Parmi les facteurs qui jouent un rôle dans l'élaboration des projets artistiques et dans la définition des carrières d'artistes, le «réseau social» est l'un des plus gênants à cerner. Certes, des penseurs comme Bourdieu ont étudié le contexte social dans lequel l'artiste évolue. On a parlé du champ de production artistique qui oblige l'artiste à prendre position par rapport aux autres intervenants et de la reconnaissance qu'il doit se mériter pour prendre cette position1. Bien que l'artiste-tout-le-monde dénoncera à pleins poumons les connivences des autres, il préférera taire normalement les avantages que lui auront procurés ses propres relations personnelles.

Dans un numéro antérieur de ESSE, Donald Goodes a fait allusion à ce réseau social qui parfois influe sur les critères de qualité que les gens du monde des arts invoquent pour justifier leurs décisions2. Ces petites manigances étant un fait de la vie relié à la subjectivité humaine — elles sont une réalité inévitable — ce même Donald Goodes a eu l'idée d'en prendre ouvertement parti en organisant en son domicile, rue Saint-Timothée à Montréal, une exposition de groupe, Logement d'art actuel. L'idée sous-jacente de cet événement, son principe unificateur, fut pour Goodes son propre réseau social3.

J'avouerai qu'en y faisant écho, je participe consciemment à la proposition, ne pouvant ni ne désirant camoufler le fait que Goodes est, comme moi, un proche collaborateur de ESSE.

À la fois artiste de formation (il détient un bac en intermédia-vidéo du Nova Scotia College of Art and Design de Halifax, 1984) et théoricien de l'art en formation (il est inscrit à la maîtrise en études des arts à l'UQAM), Donald Goodes avait déjà tenté ce genre d'expérience une première fois à Winnipeg (The Good-Bye Show, 1983), puis à Halifax (Home Art/Home Video, 19844). Chaque fois, y compris à Montréal, il poussa son parti pris jusqu'à s'inclure comme artiste exposant. L'exposition «saint-timothéenne» suscita une réflexion sur plusieurs plans. D'abord la question de l'éthique. Que penser du geste d'un conservateur d'une exposition de groupe qui choisit de montrer ses propres œuvres? La norme chez les artistes en pleine carrière qui exercent simultanément des fonctions de conservateur [commissaire] ou de critique d'art tels, par exemple à Montréal, les Peter Krausz, Marcel Saint-Pierre ou Denis Lessard, est d'éviter les dédoublements trop évidents. Dans un musée public et de la part d'une personne y tenant une position officielle, un croisement des fonctions ferait sourciller. Mais comme Goodes était l'initiateur et le principal commanditaire du projet et qu'il tint l'événement chez lui, on conviendra qu'il avait presque tous les droits5.

◆ ◆ ◆ ◆ ◆

**Objectif**
Répondez à ces questions d'après le texte cité :
1. Dans quelle rue de Montréal se trouve le domicile où Donald Goodes a organisé Logement d'art actuel ?
2. De quel établissement Goodes détient-il son bac en intermédia-vidéo, et en quelle année l'a-t-il obtenu ?
3. Quel est le titre de l'exposition que Goodes avait tenue à Winnipeg en 1983 ?

◆ ◆ ◆ ◆ ◆

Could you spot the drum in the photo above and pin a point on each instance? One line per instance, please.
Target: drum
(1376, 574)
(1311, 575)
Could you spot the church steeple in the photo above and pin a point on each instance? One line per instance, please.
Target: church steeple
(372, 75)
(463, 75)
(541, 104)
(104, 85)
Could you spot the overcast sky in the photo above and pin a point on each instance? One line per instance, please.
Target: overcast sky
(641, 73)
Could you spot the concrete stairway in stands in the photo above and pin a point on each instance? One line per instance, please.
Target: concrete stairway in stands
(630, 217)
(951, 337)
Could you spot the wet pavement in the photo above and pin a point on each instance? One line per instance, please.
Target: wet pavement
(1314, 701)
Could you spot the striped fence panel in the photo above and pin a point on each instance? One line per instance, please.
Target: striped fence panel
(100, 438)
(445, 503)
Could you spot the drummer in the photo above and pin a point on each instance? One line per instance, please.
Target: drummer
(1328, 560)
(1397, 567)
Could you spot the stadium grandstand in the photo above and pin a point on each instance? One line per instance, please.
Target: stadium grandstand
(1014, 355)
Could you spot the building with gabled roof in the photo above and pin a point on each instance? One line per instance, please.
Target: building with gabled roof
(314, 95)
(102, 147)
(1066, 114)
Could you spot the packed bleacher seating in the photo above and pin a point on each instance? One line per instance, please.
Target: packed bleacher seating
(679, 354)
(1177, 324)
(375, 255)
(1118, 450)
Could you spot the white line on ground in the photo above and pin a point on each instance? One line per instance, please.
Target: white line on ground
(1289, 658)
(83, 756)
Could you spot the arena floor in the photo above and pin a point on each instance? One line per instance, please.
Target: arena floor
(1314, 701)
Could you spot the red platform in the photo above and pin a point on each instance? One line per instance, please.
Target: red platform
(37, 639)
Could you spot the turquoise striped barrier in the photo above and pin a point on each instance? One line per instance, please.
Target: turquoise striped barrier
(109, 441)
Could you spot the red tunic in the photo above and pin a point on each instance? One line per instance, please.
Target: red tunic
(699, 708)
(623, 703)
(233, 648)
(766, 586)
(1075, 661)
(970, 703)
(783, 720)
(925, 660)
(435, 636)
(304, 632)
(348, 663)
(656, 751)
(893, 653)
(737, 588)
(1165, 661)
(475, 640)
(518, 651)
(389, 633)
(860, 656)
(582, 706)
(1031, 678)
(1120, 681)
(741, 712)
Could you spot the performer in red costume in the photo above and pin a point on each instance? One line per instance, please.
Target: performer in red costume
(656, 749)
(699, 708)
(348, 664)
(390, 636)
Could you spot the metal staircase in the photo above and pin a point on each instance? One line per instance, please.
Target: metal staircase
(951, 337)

◆ ◆ ◆ ◆ ◆

**Résultat**
1. Rue Saint-Timothée.
2. Du Nova Scotia College of Art and Design de Halifax, en 1984.
3. The Good-Bye Show.